Description of the task: Count how many lines of the data below contain the word "patterned", matching case exactly. Give only the number.
======== Data for this task
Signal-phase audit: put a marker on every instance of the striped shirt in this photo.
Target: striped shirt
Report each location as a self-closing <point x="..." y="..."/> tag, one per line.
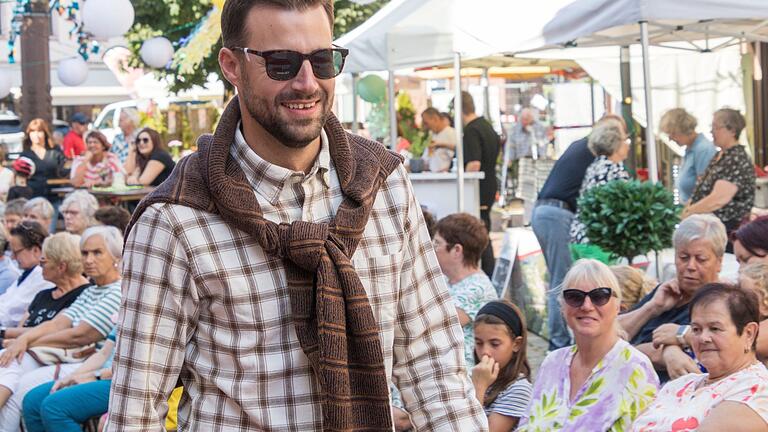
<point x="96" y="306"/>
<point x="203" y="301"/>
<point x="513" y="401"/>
================
======== Data for this task
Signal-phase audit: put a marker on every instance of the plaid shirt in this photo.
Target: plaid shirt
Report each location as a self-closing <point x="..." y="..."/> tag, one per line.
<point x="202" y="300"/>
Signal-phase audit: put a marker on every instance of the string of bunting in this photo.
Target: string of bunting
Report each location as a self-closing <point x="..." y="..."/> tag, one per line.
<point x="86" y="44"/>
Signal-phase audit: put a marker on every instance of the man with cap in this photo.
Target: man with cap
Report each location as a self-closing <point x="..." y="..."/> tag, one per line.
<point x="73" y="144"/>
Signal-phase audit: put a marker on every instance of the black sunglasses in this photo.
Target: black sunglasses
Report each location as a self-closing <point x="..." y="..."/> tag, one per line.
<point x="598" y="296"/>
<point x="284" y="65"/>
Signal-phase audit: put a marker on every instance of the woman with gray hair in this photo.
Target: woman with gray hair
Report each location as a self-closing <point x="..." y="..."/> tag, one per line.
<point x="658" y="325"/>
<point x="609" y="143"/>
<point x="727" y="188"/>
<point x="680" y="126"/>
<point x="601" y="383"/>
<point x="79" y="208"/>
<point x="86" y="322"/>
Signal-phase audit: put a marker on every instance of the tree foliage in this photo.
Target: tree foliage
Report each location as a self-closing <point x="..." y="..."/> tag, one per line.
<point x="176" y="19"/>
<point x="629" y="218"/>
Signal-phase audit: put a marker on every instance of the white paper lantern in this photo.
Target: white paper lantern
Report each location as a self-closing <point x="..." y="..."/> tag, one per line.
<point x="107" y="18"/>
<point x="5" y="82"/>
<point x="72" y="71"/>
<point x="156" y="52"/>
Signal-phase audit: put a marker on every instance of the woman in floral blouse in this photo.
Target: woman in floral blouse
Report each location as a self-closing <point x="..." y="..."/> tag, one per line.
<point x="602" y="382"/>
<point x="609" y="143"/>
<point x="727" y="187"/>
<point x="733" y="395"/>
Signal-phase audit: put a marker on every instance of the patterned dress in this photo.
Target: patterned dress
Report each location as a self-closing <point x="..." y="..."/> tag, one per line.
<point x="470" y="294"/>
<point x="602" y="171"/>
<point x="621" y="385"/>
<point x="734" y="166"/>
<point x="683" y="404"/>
================
======== Data for this task
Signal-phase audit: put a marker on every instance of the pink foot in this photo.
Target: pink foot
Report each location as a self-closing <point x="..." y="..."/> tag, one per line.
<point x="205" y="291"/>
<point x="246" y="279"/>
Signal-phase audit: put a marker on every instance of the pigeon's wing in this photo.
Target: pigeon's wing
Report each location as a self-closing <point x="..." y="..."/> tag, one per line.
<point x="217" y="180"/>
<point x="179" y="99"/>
================
The output: 2